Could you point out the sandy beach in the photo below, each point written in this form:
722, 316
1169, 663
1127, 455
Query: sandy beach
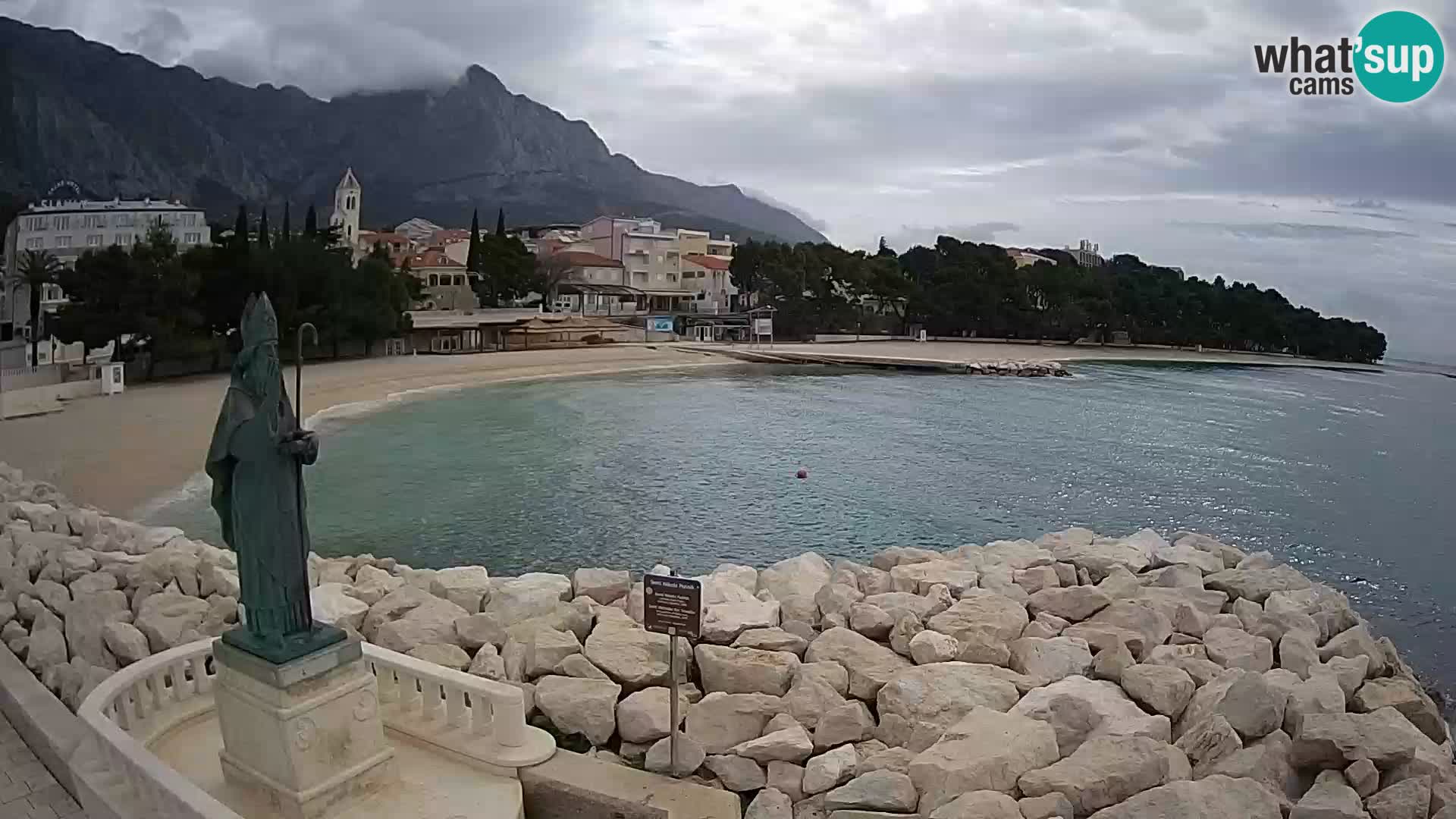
121, 452
118, 453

= = = =

> [Aim of the task]
Repeat all of the data above word for word, and leave the pictures out.

> [Written answer]
Could you point out the sandy beach in the photo below, each point written in this form:
722, 316
1169, 663
1127, 455
Query: sandy beach
121, 452
118, 453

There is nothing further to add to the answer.